Work to be completed => Reproduce verbatim the lines below, starting at the line that contains "woman with ponytail" and ending with the final line, both included.

----- Given information -----

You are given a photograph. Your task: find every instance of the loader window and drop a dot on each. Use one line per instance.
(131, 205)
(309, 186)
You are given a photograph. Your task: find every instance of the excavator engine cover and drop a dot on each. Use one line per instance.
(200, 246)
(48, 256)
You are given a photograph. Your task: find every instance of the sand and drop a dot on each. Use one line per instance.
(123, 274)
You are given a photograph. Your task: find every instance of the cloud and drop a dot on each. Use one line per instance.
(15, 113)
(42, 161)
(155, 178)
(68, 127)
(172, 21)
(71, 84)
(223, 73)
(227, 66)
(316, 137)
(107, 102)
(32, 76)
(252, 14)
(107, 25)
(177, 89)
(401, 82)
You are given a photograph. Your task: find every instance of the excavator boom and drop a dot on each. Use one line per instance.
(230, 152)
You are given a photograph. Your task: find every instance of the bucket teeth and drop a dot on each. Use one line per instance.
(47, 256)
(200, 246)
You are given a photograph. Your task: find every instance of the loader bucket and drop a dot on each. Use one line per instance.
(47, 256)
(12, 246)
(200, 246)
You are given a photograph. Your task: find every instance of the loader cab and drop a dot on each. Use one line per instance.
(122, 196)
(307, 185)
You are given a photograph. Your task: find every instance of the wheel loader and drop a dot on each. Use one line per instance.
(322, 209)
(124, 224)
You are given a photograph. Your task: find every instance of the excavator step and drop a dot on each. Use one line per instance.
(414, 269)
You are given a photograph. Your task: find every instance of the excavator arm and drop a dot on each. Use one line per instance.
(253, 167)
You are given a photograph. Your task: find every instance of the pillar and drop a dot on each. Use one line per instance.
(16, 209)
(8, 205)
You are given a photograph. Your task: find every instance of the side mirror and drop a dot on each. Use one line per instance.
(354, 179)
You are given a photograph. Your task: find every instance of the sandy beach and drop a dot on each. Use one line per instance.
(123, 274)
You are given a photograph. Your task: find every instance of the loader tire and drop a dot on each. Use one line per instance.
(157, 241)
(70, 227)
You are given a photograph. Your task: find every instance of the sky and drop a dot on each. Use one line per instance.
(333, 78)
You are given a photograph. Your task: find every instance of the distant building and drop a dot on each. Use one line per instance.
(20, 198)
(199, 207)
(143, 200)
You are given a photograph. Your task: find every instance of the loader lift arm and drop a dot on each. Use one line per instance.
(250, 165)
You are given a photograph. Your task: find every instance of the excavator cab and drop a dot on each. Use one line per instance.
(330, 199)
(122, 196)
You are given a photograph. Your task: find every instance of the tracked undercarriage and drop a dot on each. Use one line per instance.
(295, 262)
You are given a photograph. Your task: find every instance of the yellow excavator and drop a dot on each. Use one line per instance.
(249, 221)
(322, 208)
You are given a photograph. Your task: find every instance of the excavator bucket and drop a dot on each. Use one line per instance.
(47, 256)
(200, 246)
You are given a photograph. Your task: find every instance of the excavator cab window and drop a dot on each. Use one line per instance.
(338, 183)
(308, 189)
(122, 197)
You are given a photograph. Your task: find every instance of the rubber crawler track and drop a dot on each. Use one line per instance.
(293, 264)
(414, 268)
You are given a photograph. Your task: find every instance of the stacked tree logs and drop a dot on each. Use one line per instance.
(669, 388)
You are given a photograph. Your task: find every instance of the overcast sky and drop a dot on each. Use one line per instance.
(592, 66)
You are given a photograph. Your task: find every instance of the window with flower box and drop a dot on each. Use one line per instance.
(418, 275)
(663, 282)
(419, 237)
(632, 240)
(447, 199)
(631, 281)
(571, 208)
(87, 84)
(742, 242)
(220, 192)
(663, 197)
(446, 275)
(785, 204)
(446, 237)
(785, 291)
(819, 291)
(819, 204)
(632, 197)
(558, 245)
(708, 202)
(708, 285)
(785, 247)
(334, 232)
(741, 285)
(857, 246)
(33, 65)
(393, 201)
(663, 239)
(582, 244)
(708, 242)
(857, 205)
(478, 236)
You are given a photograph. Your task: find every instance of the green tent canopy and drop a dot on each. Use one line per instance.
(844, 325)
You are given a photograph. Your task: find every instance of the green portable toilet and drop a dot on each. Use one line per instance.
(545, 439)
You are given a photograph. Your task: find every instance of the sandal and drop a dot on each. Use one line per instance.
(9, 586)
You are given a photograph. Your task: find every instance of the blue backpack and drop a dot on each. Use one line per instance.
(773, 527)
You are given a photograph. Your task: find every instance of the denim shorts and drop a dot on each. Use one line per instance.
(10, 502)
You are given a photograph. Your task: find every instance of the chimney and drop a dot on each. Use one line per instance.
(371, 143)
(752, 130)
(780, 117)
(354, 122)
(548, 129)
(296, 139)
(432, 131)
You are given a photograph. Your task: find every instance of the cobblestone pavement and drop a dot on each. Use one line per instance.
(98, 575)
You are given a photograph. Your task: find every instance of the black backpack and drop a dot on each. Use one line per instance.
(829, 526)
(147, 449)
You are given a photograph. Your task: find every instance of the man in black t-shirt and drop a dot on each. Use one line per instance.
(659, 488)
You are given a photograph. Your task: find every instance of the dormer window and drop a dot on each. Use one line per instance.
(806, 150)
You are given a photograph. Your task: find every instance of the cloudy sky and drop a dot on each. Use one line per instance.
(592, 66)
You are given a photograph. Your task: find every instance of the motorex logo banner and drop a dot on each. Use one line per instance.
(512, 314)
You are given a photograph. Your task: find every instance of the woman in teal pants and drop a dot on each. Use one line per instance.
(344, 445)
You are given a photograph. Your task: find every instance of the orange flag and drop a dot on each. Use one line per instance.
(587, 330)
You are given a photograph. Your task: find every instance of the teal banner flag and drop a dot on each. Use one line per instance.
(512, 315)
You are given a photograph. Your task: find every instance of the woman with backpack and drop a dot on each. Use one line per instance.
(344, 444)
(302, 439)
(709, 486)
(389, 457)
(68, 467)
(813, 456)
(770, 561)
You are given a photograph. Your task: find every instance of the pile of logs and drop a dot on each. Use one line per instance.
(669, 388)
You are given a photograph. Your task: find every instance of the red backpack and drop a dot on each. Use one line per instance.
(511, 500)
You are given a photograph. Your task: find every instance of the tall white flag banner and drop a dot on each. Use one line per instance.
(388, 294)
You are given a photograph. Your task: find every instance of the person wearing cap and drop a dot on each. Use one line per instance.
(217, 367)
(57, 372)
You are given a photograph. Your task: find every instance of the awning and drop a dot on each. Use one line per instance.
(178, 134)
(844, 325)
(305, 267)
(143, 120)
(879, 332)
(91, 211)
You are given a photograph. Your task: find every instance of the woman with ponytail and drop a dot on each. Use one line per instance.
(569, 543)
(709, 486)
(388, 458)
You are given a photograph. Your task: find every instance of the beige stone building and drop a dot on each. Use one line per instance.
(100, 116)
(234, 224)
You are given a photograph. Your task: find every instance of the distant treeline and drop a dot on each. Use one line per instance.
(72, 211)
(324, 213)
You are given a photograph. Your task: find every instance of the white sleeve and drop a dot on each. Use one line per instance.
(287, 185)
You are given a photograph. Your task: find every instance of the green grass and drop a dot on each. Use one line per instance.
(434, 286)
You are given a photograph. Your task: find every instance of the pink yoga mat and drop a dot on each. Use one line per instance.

-----

Response to this exercise =>
You are given a photograph. Your task: find every instance of the woman with ponytail and drop a dot on each. Use one line per instance.
(569, 543)
(709, 486)
(388, 458)
You are given a photograph. Your task: find every instance of the beige stone building and drop a dot on each. Use one line per instance.
(100, 116)
(234, 224)
You are given a photograph. Your task: find every instance of the distant treeline and drop a dot on each. Use one line per instance.
(72, 211)
(324, 213)
You are given a photograph. Your task: find every instance of the white sleeve and drop a dot on each. Use one line per instance.
(287, 185)
You are given a photograph. Your task: find every instance of the green grass and drop a dot on each. Use one line per instance.
(434, 286)
You are given a photograph. Your task: find every instance of the pink yoga mat and drop a dot on each. Use one line per instance.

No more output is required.